Covid-19 and the leisure craft sector. Warpath on the towpath
Twelve weeks ago, as we settled into the first days of lockdown, I set off to cycle along the Grand Union Canal towpath, appropriately masked and gloved, for my HM Government-approved local daily exercise of 40 minutes. Strict rules were in place at that time for almost everyone in Britain. On arriving at the Cut, I found the towpath had been taped off by the Canal & River Trust. For the first time in 250 years, Britain’s canal network was closed.
Boat dwellers describes a widely divergent sub-culture ranging from city inhabitants/student accommodation providers to the ethnic group defined in UK census definition as ‘English Travellers’ (which also embraces fairground and circus travellers). To these people, the boat is their home where they live and raise their families. Their rights to be left in isolation had rightly been recognised. It’s hard to make social distance on a towpath which hardly ever achieves 2 metres in breadth.
I have always been aware of the air of mild hostility of canal dwellers towards weekend warriors, probably no different to any other area where visitors intrude on picturesque residential areas during high days and holidays. This sequence of events exacerbated it. Isolation meant stay at home, be it boat or house, and not travel between the two. Recreational boaters returning to their boats only served to expose boat dwellers to the viral spread and had this pointed out to them in no uncertain terms. Some marina residents had moved their boats out, mooring in isolated locations since being close to shop, church, public transport or pub was no longer an advantage. The Trust had complaints of walkers and cyclists using the boats as a handrail, ignoring the threat this posed to the inhabitants. The Trust also asked boats not to move. The two-week limitation on towpath mooring was waived for the period of lockdown. Nobody wanted to be called out for emergency repairs to a lock gate.

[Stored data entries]
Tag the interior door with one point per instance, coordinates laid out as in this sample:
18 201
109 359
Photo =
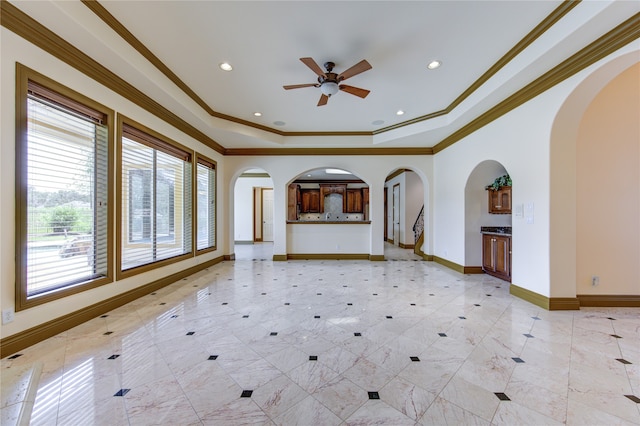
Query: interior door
396 214
267 214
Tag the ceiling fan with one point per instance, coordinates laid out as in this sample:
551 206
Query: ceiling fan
329 82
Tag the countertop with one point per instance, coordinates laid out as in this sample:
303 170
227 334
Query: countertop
496 230
328 222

● **EXERCISE REQUIREMENTS**
**a.** Reproduce the part of the canal towpath article starting at "Covid-19 and the" and ending at "network was closed.".
**b.** Carry on the canal towpath article from its final sentence.

● **PER-TASK ANSWERS**
**a.**
Covid-19 and the leisure craft sector. Warpath on the towpath
Twelve weeks ago, as we settled into the first days of lockdown, I set off to cycle along the Grand Union Canal towpath, appropriately masked and gloved, for my HM Government-approved local daily exercise of 40 minutes. Strict rules were in place at that time for almost everyone in Britain. On arriving at the Cut, I found the towpath had been taped off by the Canal & River Trust. For the first time in 250 years, Britain’s canal network was closed.

**b.**
While we entitled this ‘Warpath on the towpath’, the wider divergence took place in the yacht marinas. In most marinas, there is a small number of unofficial liveaboards, where the owners remain on site for the entire year. Marina managers often turn a Nelsonian eye on them as they provide a valuable neighbourhood watch, without having to register with their local authorities as providing a place of residence. Hot on the heels of the lockdown announcement came a moratorium on evictions. The marina gates were locked and bolted, but the unofficial residents were allowed to remain. Recreational boaters were deprived of access to their boats, whilst the unofficial residents remained, and all paying the same fees.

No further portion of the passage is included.